▶ Source:
++++++++

A framework of the pastoral allows Milton to skillfully imagine and import the details of King’s death into his poem, Lycidas. Furthermore, the application of the pastoral “grounded in scripture,” gives Milton the paradigm necessary to hold a ceremony for the death of Lycidas, a ceremony in which Lycidas’ moriens will be invoked from afar such that the swain may attempt to save his friend’s soul (Wittreich, 60). The funeral ceremony is held on land. However, Lycidas and King both die in water. Thus, Milton as poet-prophet must join land and water in his poem in order to bring the moriens to the place of his friend, the “uncouth swain,” (l.186). Through this land and water dichotomy or as Nohrnberg calls it, “marine/terrene,” Milton begins to construct a discourse about good and evil. There is good water in Lycidas, in the form of the “melodious tear” in line fourteen, and in “Fountain Arethuse,” and “Alpheus” in lines eighty-five and one-thirty-two. There is malignant water in Lycidas: the water under the “watery bear,” (l.12), the “rank mist,” (l.126), and the River “Camus,” (l.103). There are good pagan muses invoked, as the “Sisters of the sacred well,” (l.15). There are evil pagan gods vying for the soul of Lycidas: Apollo and Camus. There are good Christian saints helping Lycidas’ moriens to Heaven: the allusion to Christ (l.175), and the “Saints above,” (l.178). Antithetically, there are also evil Catholic demons vying for Lycidas’ moriens in the form of St. Peter, the “Pilot of the Galilean lake,” (l.109) bearing Catholic symbols in the form of “Keyes,” (l.110). This dichotomy of good and evil makes Lycidas a highly complex, and at times difficult poem to read. However, these complexities allow Milton to adequately demonstrate the complexities and confusions of the moment of moriens and the challenges in the final moments of death.

++++++++

▶ Material provided:

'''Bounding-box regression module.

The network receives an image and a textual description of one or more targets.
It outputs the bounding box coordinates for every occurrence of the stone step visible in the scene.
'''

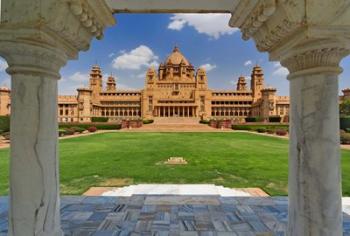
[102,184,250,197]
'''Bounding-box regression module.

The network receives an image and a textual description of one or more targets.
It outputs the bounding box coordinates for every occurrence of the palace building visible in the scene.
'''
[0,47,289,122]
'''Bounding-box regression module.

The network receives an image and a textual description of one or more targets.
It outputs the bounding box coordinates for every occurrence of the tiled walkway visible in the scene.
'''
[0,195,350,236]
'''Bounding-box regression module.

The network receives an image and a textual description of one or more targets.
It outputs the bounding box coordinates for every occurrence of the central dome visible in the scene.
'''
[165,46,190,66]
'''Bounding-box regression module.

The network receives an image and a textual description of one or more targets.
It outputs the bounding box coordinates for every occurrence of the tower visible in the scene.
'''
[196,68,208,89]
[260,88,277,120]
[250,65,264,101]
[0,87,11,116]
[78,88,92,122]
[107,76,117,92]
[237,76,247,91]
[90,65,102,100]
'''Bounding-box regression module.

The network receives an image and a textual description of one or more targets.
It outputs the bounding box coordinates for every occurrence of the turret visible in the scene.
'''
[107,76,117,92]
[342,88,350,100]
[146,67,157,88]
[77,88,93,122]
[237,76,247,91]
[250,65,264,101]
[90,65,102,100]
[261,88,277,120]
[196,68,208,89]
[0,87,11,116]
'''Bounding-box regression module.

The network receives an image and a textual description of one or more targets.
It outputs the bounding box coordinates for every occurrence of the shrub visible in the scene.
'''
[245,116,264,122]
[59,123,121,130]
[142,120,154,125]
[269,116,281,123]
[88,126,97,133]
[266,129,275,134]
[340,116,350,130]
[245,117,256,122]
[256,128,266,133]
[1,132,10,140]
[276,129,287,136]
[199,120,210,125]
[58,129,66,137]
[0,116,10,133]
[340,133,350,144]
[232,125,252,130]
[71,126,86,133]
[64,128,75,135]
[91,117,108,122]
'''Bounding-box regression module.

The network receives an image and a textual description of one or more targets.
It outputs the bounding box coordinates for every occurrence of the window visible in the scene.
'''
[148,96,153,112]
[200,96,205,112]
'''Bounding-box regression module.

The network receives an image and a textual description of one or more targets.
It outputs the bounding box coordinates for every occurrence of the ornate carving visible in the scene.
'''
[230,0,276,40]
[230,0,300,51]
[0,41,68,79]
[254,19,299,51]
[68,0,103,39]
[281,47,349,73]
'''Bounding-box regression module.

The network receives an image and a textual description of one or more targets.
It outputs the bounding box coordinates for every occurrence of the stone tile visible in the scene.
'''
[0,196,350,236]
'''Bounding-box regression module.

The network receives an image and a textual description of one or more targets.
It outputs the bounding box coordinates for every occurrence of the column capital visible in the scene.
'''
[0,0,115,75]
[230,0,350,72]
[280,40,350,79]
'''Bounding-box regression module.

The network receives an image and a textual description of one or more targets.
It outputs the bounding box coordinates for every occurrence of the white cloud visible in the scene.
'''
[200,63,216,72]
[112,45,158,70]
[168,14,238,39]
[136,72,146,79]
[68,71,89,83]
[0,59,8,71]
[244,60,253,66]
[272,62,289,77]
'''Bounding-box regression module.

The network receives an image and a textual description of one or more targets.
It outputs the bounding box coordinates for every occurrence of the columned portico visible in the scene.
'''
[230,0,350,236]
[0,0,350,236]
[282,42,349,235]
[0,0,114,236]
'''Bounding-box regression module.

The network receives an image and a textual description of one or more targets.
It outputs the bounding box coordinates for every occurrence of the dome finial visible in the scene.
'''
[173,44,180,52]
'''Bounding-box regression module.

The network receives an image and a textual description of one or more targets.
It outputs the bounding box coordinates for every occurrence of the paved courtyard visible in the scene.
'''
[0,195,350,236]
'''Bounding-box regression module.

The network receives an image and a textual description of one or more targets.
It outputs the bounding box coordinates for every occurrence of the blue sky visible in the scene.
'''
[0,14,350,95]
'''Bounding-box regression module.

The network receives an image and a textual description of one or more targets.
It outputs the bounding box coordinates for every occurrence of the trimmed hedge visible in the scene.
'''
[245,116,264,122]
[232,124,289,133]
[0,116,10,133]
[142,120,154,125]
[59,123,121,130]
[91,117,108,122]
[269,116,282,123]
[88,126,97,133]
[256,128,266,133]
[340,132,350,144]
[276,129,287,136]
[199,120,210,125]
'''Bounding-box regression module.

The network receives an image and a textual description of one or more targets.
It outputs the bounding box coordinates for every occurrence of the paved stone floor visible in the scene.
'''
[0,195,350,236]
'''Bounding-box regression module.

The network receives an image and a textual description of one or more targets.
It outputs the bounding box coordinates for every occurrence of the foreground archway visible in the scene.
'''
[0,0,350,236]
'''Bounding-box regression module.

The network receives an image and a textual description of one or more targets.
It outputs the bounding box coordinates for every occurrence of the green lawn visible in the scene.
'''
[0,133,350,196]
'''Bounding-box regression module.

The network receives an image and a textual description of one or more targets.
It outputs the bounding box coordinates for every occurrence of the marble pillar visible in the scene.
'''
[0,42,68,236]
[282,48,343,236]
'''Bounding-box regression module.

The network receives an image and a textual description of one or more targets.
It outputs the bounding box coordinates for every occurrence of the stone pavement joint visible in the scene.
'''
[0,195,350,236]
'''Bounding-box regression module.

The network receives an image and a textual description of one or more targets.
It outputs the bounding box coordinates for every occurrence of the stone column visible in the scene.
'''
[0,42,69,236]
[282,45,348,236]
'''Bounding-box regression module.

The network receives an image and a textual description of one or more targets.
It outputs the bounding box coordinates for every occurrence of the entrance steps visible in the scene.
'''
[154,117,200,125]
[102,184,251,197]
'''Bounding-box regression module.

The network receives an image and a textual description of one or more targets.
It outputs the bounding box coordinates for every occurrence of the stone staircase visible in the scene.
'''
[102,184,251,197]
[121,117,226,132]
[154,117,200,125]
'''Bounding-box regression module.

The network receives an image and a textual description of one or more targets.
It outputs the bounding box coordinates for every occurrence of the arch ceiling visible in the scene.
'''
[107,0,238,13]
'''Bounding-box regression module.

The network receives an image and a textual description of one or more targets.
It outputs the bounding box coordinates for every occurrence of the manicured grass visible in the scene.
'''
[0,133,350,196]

++++++++

▶ Work instructions:
a) Based on the passage on *Lycidas*, state whether each statement agrees with it, answering yes or no and quoting the words that decide it. (i) The funeral ceremony is held on water. (ii) Apollo and Camus are named as evil pagan gods vying for the soul of Lycidas. (iii) The "Sisters of the sacred well" are counted among the evil pagan gods.
b) Return every line of the records that contains the string "dome".
The passage on *Lycidas* and the records are unrelated material.

▶ Response list:
a)
(i) No: "The funeral ceremony is held on land."
(ii) Yes: "There are evil pagan gods vying for the soul of Lycidas: Apollo and Camus."
(iii) No: "There are good pagan muses invoked, as the “Sisters of the sacred well,” (l.15)."

b)
It outputs the bounding box coordinates for every occurrence of the central dome visible in the scene.
It outputs the bounding box coordinates for every occurrence of the dome finial visible in the scene.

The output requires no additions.